▶ PROVIDED PASSAGE:
================================

Ex parte Board of Trs. of Univ. of Alabama, ___ So. 3d at ___ (footnotes omitted).
In the present case, Wood's attempt to litigate the validity and amount of the hospital liens through an interpleader claim under Rule 22, Ala. R. Civ. P., did not implicate State immunity and, thus, did not deprive the trial court of jurisdiction. Further, unlike the plaintiff in Ex parte Board of Trustees of University of Alabama, Wood has not abandoned her interpleader claim. Therefore, the trial court erred in granting USA's motion to dismiss for lack of jurisdiction and not allowing Wood to pursue her interpleader claim.
Conclusion
Based on the foregoing, this Court holds that the trial court had jurisdiction over Wood's interpleader claim and, consequently, erred in dismissing the claim. Therefore, we reverse the trial court's judgment, and we remand the case for further proceedings consistent with this opinion.
REVERSED AND REMANDED.
The Alabama Constitution of 2022 states: “That the State of Alabama shall never be made a defendant in any court of law or equity.” Ala. Const. 2022, art. I, § 14. Section 14 “affords the State and its agencies an ‘absolute’ immunity from suit in any court.” Haley v. Barbour Cnty., 885 So. 2d 783, 788 (Ala. 2004). The University of South Alabama (“USA”) is an agency of the State and is absolutely immune from suit: “USA is a State institution of higher learning and, as a matter of law, is a State agency entitled to the absolute immunity of § 14.” Ex parte University of S. Alabama, 183 So. 3d 915, 919 (Ala. 2015). See also Sarradett v. University of S. Alabama Med. Ctr., 484 So. 2d 426, 426 (Ala. 1986) (“[T]he operation of a hospital by a state university falls within the realm of sovereign immunity.”).
Sally Wood commenced a declaratory-judgment and interpleader action naming as a defendant USA Health University Hospital, which is a division of USA. Thus, a State agency -- essentially the State itself -- has been made a defendant in a court of law. This violates § 14.1 Haley, supra, and Ex parte University of S. Alabama, supra.
This does not mean that it is impossible to file suits over State funds; there are “exceptions” to State immunity that may provide means to resolve such disputes. See generally Ohio Valley Conference v. Jones, 385 So. 3d 948 (Ala. 2023) (discussing numerous such “exceptions” and suits). But those suits require State officials to be named as defendants, not the State or its agencies. Ex parte Alabama Dep't of Transp., 978 So. 2d 17, 22 (Ala. 2007) (noting that any “exceptions” to § 14 immunity “extend only to suits naming the proper State official in his or her representative capacity” (emphasis added)). See also Alabama Dep't of Transp. v. Harbert Int'l, Inc., 990 So. 2d 831, 841 (Ala. 2008) (noting that “only State officers ․ and not State agencies” may be named as defendants in suits under the “exceptions” to § 14 immunity).

================================

▶ RECORD EXCERPTS:

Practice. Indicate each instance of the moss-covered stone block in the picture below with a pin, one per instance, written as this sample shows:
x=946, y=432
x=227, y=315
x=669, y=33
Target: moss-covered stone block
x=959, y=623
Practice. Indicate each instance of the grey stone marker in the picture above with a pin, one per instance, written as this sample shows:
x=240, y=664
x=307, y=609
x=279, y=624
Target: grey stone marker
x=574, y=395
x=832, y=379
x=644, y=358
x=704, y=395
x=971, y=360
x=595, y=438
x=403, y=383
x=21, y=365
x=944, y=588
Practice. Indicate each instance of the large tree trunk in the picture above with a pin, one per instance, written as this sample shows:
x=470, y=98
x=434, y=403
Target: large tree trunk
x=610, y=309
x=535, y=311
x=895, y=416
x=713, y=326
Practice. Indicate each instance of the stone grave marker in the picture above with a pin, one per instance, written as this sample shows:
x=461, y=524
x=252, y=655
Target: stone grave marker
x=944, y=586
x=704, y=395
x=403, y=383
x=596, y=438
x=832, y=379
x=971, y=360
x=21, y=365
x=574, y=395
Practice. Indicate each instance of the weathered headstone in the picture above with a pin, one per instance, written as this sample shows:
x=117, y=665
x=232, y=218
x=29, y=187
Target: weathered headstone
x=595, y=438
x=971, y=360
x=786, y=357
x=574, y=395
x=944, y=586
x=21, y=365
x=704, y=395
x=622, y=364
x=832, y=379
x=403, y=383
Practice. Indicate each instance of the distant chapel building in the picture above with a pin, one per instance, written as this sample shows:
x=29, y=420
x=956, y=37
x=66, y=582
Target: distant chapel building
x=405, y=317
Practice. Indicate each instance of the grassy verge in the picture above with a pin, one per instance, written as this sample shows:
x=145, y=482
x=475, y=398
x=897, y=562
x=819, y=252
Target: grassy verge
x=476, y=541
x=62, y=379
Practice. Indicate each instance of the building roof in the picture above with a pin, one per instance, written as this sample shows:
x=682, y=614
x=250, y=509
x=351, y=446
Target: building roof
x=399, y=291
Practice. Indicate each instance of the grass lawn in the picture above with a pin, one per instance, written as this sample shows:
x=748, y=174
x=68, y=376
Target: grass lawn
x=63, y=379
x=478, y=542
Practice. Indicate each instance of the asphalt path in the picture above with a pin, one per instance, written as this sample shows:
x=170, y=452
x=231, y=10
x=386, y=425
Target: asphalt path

================================

▶ ACTIVITY A: In the court opinion on State immunity, take the part that opens with the words "Ex parte Board of Trs." and closes with "pursue her interpleader claim.". Give it again, renaming "interpleader claim" to "interpleader count" throughout.
▶ ACTIVITY B:
Answer these questions from the court opinion on State immunity:
(i) Under which rule did Wood attempt to litigate the hospital liens?
(ii) Which entity did Sally Wood name as a defendant in her action?
(iii) Which case is quoted as saying that § 14 affords the State and its agencies an "absolute" immunity from suit?
▶ ACTIVITY C: Proceed with the court opinion on State immunity, starting after its last sentence.
None of the tasks draws on the entries.

▶ WRITTEN RESPONSE A:
Ex parte Board of Trs. of Univ. of Alabama, ___ So. 3d at ___ (footnotes omitted).
In the present case, Wood's attempt to litigate the validity and amount of the hospital liens through an interpleader count under Rule 22, Ala. R. Civ. P., did not implicate State immunity and, thus, did not deprive the trial court of jurisdiction. Further, unlike the plaintiff in Ex parte Board of Trustees of University of Alabama, Wood has not abandoned her interpleader count. Therefore, the trial court erred in granting USA's motion to dismiss for lack of jurisdiction and not allowing Wood to pursue her interpleader count.

▶ WRITTEN RESPONSE B:
(i) Rule 22, Ala. R. Civ. P.
(ii) USA Health University Hospital, a division of USA.
(iii) Haley v. Barbour Cnty., 885 So. 2d 783, 788 (Ala. 2004).

▶ WRITTEN RESPONSE C:
If this Court were to create a new “exception” to the Constitution for declaratory-judgment and interpleader suits involving hospital liens, such suits could be maintained only against State officials and not the State or its agencies. Harbert, 990 So. 2d at 841 (holding that the “exception” to § 14 allowing certain declaratory-judgment suits applies only to suits against State officers and not against State agencies). Naming the State or one of its agencies as a defendant is contrary to the clear text of the Constitution.
I respectfully dissent.
On January 14, 2025, the Montgomery Circuit Court entered an order dismissing Sally Wood's action against the University of South Alabama (“the University”) and “Baptist Health, d/b/a Baptist Medical Center South” (“Baptist Health”). I agree with Justice Shaw that, based on our State-immunity precedents, the circuit court did not err in dismissing Wood's action against the University.
I note that the circuit court also dismissed the action against Baptist Health, stating the following in the January 2025 order:
“The Court further finds that [the University] is a necessary party to the action, and that the action cannot proceed solely against [Baptist Health].
“Therefore, [the University's] Motion to Dismiss is GRANTED. Plaintiff's claims against [the University] and [Baptist Health] are DISMISSED with prejudice.”
(Capitalization in original.)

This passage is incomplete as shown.